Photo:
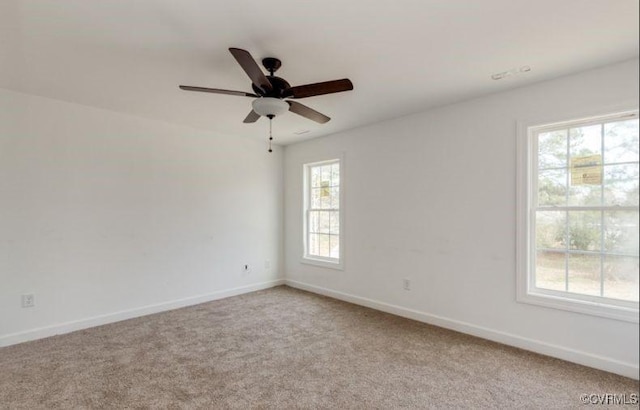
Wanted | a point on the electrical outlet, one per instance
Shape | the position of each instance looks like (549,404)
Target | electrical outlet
(28,300)
(406,283)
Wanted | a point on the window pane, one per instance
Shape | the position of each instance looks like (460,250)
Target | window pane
(621,184)
(313,244)
(315,198)
(316,176)
(335,222)
(326,176)
(552,187)
(335,246)
(551,230)
(323,225)
(585,230)
(550,270)
(325,198)
(621,141)
(313,222)
(335,198)
(621,277)
(552,149)
(621,232)
(585,195)
(335,174)
(324,248)
(585,141)
(584,274)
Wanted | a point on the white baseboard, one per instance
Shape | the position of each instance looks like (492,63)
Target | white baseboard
(547,349)
(61,328)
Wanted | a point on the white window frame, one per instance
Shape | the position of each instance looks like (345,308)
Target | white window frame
(326,262)
(525,240)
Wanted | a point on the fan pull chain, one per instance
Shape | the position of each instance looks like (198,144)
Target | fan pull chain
(270,134)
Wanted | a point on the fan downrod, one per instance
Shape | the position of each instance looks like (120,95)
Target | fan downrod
(271,64)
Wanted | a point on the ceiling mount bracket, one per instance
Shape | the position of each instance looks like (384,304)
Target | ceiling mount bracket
(271,64)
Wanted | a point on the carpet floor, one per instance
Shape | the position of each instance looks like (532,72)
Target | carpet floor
(285,348)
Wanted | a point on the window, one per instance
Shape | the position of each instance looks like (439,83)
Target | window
(579,249)
(322,219)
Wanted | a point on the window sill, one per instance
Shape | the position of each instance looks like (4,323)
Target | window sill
(322,263)
(608,311)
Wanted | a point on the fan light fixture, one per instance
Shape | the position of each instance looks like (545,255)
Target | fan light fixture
(269,106)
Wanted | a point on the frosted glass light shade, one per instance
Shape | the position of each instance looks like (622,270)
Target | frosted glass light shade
(266,106)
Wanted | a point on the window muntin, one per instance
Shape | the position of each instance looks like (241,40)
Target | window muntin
(583,216)
(322,212)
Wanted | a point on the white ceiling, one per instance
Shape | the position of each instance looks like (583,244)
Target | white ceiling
(403,56)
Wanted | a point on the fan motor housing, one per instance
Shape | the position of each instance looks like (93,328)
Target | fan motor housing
(279,86)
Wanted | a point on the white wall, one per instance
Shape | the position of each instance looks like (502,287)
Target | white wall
(432,197)
(105,216)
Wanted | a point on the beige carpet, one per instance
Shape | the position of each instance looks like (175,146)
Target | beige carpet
(284,348)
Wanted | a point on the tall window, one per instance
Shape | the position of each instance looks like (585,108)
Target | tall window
(322,213)
(582,218)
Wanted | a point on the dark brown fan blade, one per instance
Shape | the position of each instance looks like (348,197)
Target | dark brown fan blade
(252,117)
(250,67)
(216,91)
(307,112)
(327,87)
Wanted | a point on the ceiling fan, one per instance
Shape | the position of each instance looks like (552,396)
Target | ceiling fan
(272,93)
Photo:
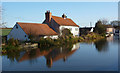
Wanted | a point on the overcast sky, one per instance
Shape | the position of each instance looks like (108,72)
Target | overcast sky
(82,13)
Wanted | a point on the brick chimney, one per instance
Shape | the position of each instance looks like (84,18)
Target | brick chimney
(64,16)
(48,16)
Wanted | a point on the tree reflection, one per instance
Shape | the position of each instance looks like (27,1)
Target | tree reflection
(101,45)
(51,54)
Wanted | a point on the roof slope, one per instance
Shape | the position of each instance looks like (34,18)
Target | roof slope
(36,29)
(65,22)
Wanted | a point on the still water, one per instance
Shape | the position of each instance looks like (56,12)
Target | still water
(96,56)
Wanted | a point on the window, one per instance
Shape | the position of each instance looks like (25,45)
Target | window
(16,27)
(76,29)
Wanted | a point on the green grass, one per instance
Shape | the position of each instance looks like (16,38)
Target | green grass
(5,32)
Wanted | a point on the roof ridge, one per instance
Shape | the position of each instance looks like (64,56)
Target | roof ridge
(27,23)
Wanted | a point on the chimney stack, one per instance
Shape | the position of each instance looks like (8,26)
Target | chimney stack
(48,16)
(64,16)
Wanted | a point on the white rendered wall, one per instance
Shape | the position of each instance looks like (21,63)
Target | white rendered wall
(17,33)
(72,29)
(53,36)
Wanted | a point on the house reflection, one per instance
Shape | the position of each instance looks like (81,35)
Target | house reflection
(101,45)
(51,54)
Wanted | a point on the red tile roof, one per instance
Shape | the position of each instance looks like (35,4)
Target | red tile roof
(64,22)
(36,29)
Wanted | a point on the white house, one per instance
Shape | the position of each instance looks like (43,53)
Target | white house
(59,23)
(21,31)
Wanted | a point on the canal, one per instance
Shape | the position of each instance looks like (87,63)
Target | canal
(94,56)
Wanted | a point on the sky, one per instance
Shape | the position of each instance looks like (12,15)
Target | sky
(82,13)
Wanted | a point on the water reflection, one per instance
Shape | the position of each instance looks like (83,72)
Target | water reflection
(101,45)
(51,54)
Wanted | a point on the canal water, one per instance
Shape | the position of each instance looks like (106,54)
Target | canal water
(95,56)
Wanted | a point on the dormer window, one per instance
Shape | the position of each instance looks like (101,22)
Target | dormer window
(16,27)
(76,29)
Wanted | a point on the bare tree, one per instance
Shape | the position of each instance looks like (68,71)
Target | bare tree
(104,21)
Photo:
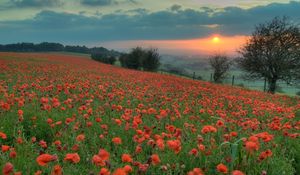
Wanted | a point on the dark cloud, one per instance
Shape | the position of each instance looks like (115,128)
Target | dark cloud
(142,24)
(36,3)
(98,2)
(175,7)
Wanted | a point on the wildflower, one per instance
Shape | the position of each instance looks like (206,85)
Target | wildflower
(44,159)
(72,157)
(208,128)
(57,170)
(5,148)
(175,145)
(155,159)
(103,154)
(80,137)
(237,172)
(104,171)
(7,168)
(3,135)
(117,140)
(251,146)
(126,158)
(119,171)
(195,171)
(127,168)
(222,168)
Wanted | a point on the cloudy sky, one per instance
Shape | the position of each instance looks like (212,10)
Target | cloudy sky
(174,26)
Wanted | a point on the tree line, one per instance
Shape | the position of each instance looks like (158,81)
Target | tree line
(138,58)
(54,47)
(272,52)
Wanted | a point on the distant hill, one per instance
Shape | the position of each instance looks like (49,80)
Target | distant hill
(55,47)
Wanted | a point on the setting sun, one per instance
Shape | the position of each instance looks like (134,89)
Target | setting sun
(216,39)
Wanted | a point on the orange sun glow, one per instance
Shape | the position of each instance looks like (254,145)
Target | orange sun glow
(216,39)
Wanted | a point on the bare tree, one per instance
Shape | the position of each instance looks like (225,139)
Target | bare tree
(272,52)
(220,65)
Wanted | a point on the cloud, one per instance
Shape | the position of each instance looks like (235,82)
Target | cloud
(98,2)
(36,3)
(143,24)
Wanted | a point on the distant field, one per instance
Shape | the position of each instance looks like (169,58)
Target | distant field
(65,114)
(201,68)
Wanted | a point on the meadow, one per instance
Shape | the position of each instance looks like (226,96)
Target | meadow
(65,114)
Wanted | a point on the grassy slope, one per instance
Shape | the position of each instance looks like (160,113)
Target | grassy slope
(154,105)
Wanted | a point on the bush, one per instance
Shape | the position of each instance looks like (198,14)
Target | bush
(139,58)
(103,58)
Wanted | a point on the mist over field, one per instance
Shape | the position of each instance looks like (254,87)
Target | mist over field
(150,87)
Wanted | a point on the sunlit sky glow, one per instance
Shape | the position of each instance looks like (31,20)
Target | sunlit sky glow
(173,26)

## What is asked:
Shift every answer coordinate by adding 124 to each of its numbers, and write out again everything from the row containing "Wanted | a point on the cloud, one" down to the last row, both included. Copy the requests and their sample positions without change.

## The solution:
Wanted | a point on the cloud, one per instance
Shape | the position of each instance looks like (235,82)
Target | cloud
(222,126)
(160,127)
(267,148)
Wanted | a point on the distant field, one per instance
Shape | the position of each instance looks like (169,58)
Target | distant field
(189,238)
(325,192)
Wanted | a point on the meadow, one per instance
Shape | the position of each instance looks like (226,96)
Target | meadow
(189,238)
Wanted | a point on the grassy slope, one per instance
Shape | the position of each instance looks like (160,113)
Target | grassy slope
(278,229)
Wanted | a point on the bush, one per instance
Shape | the position of each instance looks like (198,14)
Target | bush
(263,182)
(227,182)
Wanted | a point on the mist over field, one per instance
Shape | the position of each instance looks like (254,87)
Target | mist over field
(274,211)
Wanted | a point on the sunlit sky glow, one per instance
Shape | the position of each instance looks like (31,20)
Target | sunlit sky glow
(297,150)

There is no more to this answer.